EXCERPT:
The aim of this study was to evaluate the diagnostic performance of noncontrast magnetic resonance imaging utilizing sampling perfection with application optimized contrasts using different flip angle evolutions (SPACE) in detecting deep venous thrombus (DVT) of the lower extremity and evaluating clot burden.

Materials and Methods

This prospective study was approved by the institutional review board. Ninety-four consecutive patients (42 men, 52 women; age range, 14–87 years; average age, 52.7 years) suspected of lower extremity DVT underwent ultrasound (US) and SPACE. The venous visualization score for SPACE was determined by 2 radiologists independently according to a 4-point scale (1–4, poor to excellent). The sensitivity and specificity of SPACE in detecting DVT were calculated based on segment, limb, and patient, with US serving as the reference standard. The clot burden for each segment was scored (0–3, patent to entire segment occlusion). The clot burden score obtained with SPACE was compared with US using a Wilcoxon test based on region, limb, and patient. Interobserver agreement in assessing DVT (absent, nonocclusive, or occlusive) with SPACE was determined by calculating Cohen kappa coefficients.

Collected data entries
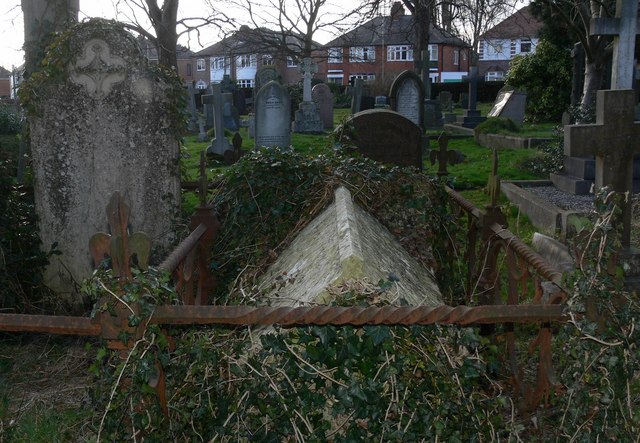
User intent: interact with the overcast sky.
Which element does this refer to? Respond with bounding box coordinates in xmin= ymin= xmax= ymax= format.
xmin=0 ymin=0 xmax=362 ymax=70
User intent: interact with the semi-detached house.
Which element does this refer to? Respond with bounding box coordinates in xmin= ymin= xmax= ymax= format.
xmin=325 ymin=7 xmax=471 ymax=85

TASK DIRECTIONS:
Please pick up the study summary on noncontrast MRI for deep venous thrombus and carry it on from its final sentence. The entries aren't needed for this work.

ANSWER TO THE PROBLEM:
Results

The mean venous visualization score for SPACE was 3.82 ± 0.50 for reader 1 and 3.81 ± 0.50 for reader 2. For reader 1, sensitivity/specificity values of SPACE in detecting DVT were 96.53%/99.90% (segment), 95.24%/99.04% (limb), and 95.89%/95.24% (patient). For reader 2, corresponding values were 97.20%/99.90%, 96.39%/99.05%, and 97.22%/95.45%. The clot burden assessed with SPACE was not significantly different from US (P > 0.05 for region, limb, patient). Interobserver agreement of SPACE in assessing thrombosis was excellent (kappa = 0.894 ± 0.014).

Conclusions

Non–contrast-enhanced 3-dimensional SPACE magnetic resonance imaging is highly accurate in detecting lower extremity DVT and reliable in the evaluation of clot burden. SPACE could serve as an important alternative for patients in whom US cannot be performed.